++++ DATA SHOWN

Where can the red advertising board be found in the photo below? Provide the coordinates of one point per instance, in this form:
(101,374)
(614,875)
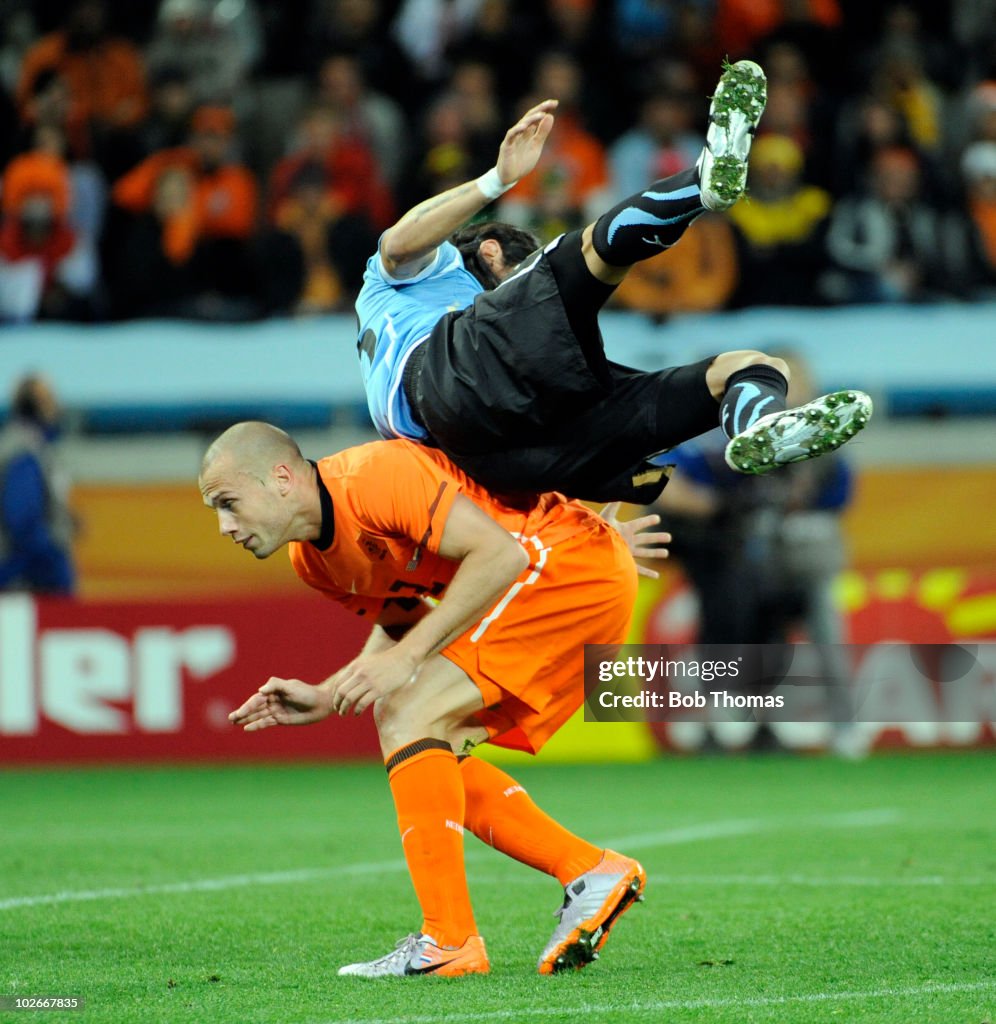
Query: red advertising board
(135,681)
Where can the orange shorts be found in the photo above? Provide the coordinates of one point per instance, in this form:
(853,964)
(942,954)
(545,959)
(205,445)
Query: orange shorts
(527,655)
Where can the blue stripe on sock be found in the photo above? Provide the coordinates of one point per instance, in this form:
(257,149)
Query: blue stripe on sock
(689,192)
(634,217)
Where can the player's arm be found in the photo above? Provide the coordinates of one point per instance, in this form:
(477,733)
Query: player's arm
(639,538)
(489,560)
(293,701)
(412,243)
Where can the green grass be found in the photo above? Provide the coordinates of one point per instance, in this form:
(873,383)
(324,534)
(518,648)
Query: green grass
(781,890)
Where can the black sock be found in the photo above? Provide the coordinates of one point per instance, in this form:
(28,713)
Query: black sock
(750,393)
(647,223)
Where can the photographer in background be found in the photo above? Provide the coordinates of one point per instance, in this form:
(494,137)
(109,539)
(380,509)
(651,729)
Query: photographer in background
(36,523)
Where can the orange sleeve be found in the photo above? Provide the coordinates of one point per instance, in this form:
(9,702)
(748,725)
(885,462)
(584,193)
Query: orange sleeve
(401,493)
(706,280)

++++++++

■ DIRECTIONS
Present every line of the entries above as a Markdown table with the columns "Row" and "Line," numbering each row and skipping blank lines. Leave the pictures out of the answer.

■ TASK ANSWER
| Row | Line |
|---|---|
| 1 | Where can the red advertising board be found in the photo below? Provide the coordinates of one point per instance, in this form: |
| 2 | (101,374) |
| 3 | (614,875) |
| 4 | Query: red advertising board |
| 5 | (135,681) |
| 6 | Where can the orange shorts be found in the photo above? Provide the coordinates of one point per instance, in this form: |
| 7 | (853,964) |
| 8 | (942,954) |
| 9 | (545,959) |
| 10 | (205,445) |
| 11 | Query: orange shorts |
| 12 | (527,655) |
| 13 | Where can the blue stripe on sock be found in the photo above? Provide the coordinates of one point per instance, in this form: |
| 14 | (257,149) |
| 15 | Query: blue stripe on sock |
| 16 | (689,192) |
| 17 | (634,217) |
| 18 | Where can the player's arm be found in the photo above? Provide the coordinates of one point per instance, in this form: |
| 19 | (477,733) |
| 20 | Query: player's arm |
| 21 | (639,538) |
| 22 | (489,560) |
| 23 | (293,701) |
| 24 | (412,243) |
| 25 | Where can the green grass be found in the photo above? Provide the coordinates of one point per instance, in this form: |
| 26 | (873,383) |
| 27 | (324,534) |
| 28 | (518,648) |
| 29 | Query: green grass |
| 30 | (781,890) |
| 31 | Where can the black sock be found in the photo above? Provide the coordinates of one point per instance, in this form: |
| 32 | (28,713) |
| 33 | Query: black sock |
| 34 | (750,393) |
| 35 | (647,223) |
| 36 | Where can the photographer in background be found in the photo above? Provide the coordinates of one point per instance, in this form: |
| 37 | (494,137) |
| 38 | (109,539) |
| 39 | (380,509) |
| 40 | (651,729) |
| 41 | Query: photographer in background |
| 42 | (36,523) |
| 43 | Where can the orange sleeve be found in the photo above? Provide the coordinates of one point per instance, in this form: |
| 44 | (9,702) |
| 45 | (748,725) |
| 46 | (885,462) |
| 47 | (584,193) |
| 48 | Query: orange sleeve |
| 49 | (401,493) |
| 50 | (706,280) |